URAIAN TUGAS: Sambung berita tentang FGD trayek tol laut logistik dengan menulis lanjutannya, dimulai tepat sesudah kalimat terakhir yang ditampilkan.

KUTIPAN:
Kementerian Perhubungan cq. Ditjen Hubla menggelar FGD Optimalisasi dan Penetapan Trayek Tol Laut Logistik T.A 2020, bertempat di Wisma Antara, Jakarta Pusat, Jumat (25/10).
Kegiatan ini resmi dibuka oleh staf khusus Menhub bidang perekonomian dan investasi, Prof. Wihana, mewakili Dirjen Perhubungan Laut Agus Purnomo.
Pada FDG kali ini juga dibahas mengenai rencana trayek tol laut logistik tahun 2020. Misalnya, jaringan trayek T20 (Teba-60- Bagusa-30-Trimus-30-Kasonaweja-120-Reba) yang dioperatori PT ASDP menggunakan kapal Mamberamo Foja.
Kemudian T21 untuk trayek Merauke-194-Kimaam-18-Moor-40-Bade (mapi)-105-Gantentiri (bouvendigul)-357-Merauke, juga dioperatori ASDP dengan KMP. Muyu.
Selian itu ASDP juga mengoperatori T22, rute Merauke-Atsy-Agats-Merauke, dengan KMP Bambit. Lalu T23, rute Agats-Eci-Agats-Pomako-Agats, menggunakan KMP Kokonao, serta T24 dengan KMP Binar, untuk rute Agats-Sawaerma-Mamugu-Agats.
Dalam sambutannya, Wihana menyatakan bahwa untuk keberhasilan program tol laut, tidak cukup dengan berkoordinasi dengan para pihak terkait, namun harus bekerjasama dengan mereka.
“Bagaimana mengakselerasi tol laut ini. Bagaimana impact dan dampaknya, maka perlu ada unit yang mengawasi delivery nya. Apakah subsidi sudah tepat sasaran atau belum,” kata Wihana.
Dia mengungkapkan juga jika selama ini, tol laut baru menyentuh dari pelabuhan ke pelabuhan. Tapi kedepan, bagaimana dari pelabuhan ke pasar. “Ke depan apa yang mestinya menjadi prioritas dalam tol laut tersebut,” ujarnya.

Sementara itu, Capt. Wisnu Handoko (direktur Lala Hubla) mengatakan bahwa program tol laut sudah berjalan selama 4 tahunan. “Hampir 300 ribu ton barang sudah dimuat dan didistribusikan ke pelosok negeri,” katanya.

CUPLIKAN DATA:

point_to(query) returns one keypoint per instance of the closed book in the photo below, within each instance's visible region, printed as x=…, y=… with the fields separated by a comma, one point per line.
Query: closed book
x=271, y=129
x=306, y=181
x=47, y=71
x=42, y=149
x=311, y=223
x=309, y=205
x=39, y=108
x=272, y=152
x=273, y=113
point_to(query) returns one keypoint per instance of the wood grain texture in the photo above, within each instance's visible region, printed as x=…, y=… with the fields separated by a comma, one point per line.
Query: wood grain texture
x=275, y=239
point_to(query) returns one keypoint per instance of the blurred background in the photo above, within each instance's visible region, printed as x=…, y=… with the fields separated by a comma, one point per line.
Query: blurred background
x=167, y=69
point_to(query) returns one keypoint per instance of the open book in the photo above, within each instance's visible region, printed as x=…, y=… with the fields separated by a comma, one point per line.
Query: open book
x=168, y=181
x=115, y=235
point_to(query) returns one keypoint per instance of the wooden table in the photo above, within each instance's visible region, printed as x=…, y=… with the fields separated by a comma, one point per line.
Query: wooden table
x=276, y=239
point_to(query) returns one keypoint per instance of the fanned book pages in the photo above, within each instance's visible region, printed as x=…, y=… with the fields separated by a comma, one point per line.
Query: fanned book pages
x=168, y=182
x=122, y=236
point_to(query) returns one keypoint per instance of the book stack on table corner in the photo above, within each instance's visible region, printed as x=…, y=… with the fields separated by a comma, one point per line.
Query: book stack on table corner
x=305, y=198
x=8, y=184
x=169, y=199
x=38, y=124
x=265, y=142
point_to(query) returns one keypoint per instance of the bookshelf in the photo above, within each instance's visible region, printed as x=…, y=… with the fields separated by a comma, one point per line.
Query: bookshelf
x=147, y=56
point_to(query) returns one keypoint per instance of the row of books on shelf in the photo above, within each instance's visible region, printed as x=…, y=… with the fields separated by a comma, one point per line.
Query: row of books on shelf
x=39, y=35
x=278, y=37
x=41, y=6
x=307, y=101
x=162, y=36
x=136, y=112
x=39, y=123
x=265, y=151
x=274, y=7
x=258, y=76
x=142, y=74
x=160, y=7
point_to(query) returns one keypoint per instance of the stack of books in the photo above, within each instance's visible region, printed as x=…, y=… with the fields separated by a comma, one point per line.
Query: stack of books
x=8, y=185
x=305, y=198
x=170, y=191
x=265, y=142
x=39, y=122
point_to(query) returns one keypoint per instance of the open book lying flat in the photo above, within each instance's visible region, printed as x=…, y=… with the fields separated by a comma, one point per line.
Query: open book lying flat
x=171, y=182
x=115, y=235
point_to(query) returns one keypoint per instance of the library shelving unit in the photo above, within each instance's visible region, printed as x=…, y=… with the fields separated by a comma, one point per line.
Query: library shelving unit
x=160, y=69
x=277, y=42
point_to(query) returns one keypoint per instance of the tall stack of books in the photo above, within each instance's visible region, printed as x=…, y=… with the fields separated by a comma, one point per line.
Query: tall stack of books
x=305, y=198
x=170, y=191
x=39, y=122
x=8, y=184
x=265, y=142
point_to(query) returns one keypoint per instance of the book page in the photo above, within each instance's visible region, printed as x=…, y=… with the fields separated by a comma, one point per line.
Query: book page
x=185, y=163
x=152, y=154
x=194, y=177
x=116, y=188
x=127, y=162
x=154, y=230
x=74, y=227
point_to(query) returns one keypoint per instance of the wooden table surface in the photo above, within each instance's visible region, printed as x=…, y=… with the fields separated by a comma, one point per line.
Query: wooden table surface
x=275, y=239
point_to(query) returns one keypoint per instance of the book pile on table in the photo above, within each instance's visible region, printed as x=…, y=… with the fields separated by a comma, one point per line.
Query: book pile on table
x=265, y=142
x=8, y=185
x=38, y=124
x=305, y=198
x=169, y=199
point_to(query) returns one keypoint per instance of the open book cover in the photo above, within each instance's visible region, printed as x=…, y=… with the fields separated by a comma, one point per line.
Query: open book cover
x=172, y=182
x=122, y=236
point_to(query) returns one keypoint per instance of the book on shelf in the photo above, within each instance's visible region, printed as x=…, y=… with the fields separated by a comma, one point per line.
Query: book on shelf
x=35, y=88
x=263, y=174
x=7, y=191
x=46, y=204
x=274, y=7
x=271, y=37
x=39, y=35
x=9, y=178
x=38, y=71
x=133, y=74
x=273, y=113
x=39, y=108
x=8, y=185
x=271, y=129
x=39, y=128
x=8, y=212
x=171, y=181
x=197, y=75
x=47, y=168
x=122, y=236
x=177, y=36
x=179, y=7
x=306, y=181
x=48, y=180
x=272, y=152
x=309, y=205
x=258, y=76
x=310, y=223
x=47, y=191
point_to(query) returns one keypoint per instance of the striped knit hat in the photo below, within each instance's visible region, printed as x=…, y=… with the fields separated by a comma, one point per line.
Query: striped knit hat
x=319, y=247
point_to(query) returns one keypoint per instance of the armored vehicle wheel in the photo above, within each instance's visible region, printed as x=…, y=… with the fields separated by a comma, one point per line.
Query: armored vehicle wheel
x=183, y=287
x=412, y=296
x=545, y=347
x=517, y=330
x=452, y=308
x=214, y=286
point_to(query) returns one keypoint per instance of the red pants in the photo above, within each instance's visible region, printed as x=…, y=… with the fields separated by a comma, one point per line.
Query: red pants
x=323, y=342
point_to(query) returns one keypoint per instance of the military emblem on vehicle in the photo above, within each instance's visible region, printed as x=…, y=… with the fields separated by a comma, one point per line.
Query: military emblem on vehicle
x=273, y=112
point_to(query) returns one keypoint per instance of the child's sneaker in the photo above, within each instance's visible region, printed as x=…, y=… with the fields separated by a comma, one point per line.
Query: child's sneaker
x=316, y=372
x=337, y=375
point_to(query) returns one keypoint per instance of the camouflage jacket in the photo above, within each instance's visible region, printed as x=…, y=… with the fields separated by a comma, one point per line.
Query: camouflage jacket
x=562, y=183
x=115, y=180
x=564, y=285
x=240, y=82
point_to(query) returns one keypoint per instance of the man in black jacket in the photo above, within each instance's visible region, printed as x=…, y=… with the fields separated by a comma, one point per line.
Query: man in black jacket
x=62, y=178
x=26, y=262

JAWABAN:
Wisnu juga sependapat dengan Wihana kalau kedepan harus membangun sinergi dengan semua pihak terkait (kementerian terkait, Pemda dan swasta) untuk keberhasilan tol laut ini.
“Kami (Hubla) terus berusaha program tol laut bisa berjalan sebagaimana visi presiden (Presiden Jokowi),” ungkapnya lagi.
Capt. Wisnu Handoko juga menyinggung bahwa banyak yang menanyakan bagaimana sebenarnya wujud Tol Laut jilid ke dua tersebut.
“Ada permintaan dari Pak Menhub (Budi Karya Sumadi) khusus Papua. Kita sudah sampai Merauke, tapi bagaimana barang itu bisa didistribusikan sampai tujuan. Ini pasti ada tantangan menarik,” ucapnya.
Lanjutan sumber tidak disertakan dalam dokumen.